0

I have a project for school where I have a *.txt file with ~2M lines (~42MB) and each line contains row number, column number and value. I am parsing these into three vectors (int, int, float) but it takes around 45sec to complete. And I am looking for some way to make it faster. I guess the bottleneck is the iteration through every element and it would be better to load one chunk of rows/columns/values and put them into a vector at once. Unfortunately, I do not know how to do that, or if its even possible. Also I would like to stick to STL. Is there a way I could make it faster?

Thanks!

########################################

■ WHAT YOU NEED TO DO: Continue the forum post about speeding up the parsing of a large text file into three vectors, starting after its final sentence.

■ SUPPLIED MATERIAL:
########################################

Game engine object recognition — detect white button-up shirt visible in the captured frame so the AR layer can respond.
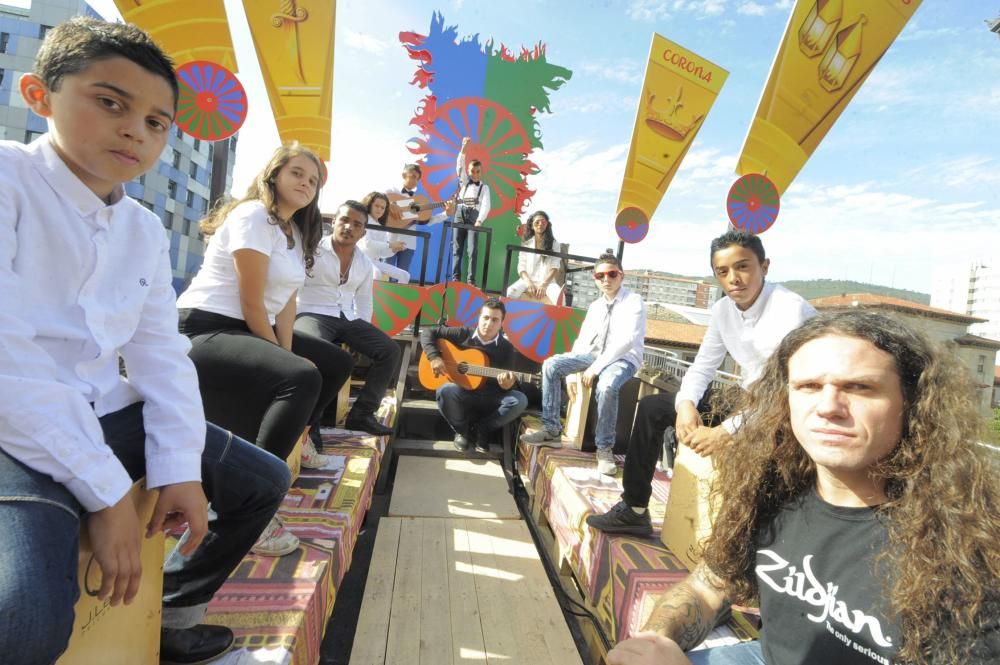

########################################

■ EXERCISE RESULT:
file example (first line has the count of rows, columns and non-zero values):

1092689 2331 2049148
1 654 0.272145
1 705 0.019104
2 245 0.812118
2 659 0.598012
2 1043 0.852509
2 1147 0.213949

For now I am working with:

void LoadFile(const char *NameOfFile, vector<int> &row, 
    vector<int> &col, vector<float> &value) {
    unsigned int columns, rows, countOfValues;
    int rN, cN;
    float val;
    ifstream testData(NameOfFile);
    testData >> rows >> columns >> countOfValues;
    row.reserve(countOfValues);
    col.reserve(countOfValues);
    value.reserve(countOfValues);

    while (testData >> rN >> cN >> val) {
        row.push_back(rN);
        col.push_back(cN);
        value.push_back(val);
    }
testData.close();
}
Alex
  • 1
  • 2

1 Answers1

0

Before you look for a solution to the problem, I would suggest to take some steps to figure out whether the bottleneck is reading the data from the file or filling up the vectors. To that end, I would time the following operations:

  1. Read the data from the file and discard the data.
  2. Use a random number generator to generate random numbers and fill up the vectors.

If the bottleneck is (1), find ways to speed up reading the data from the file.
If the bottleneck is (2), find ways to speed up filling up the vector.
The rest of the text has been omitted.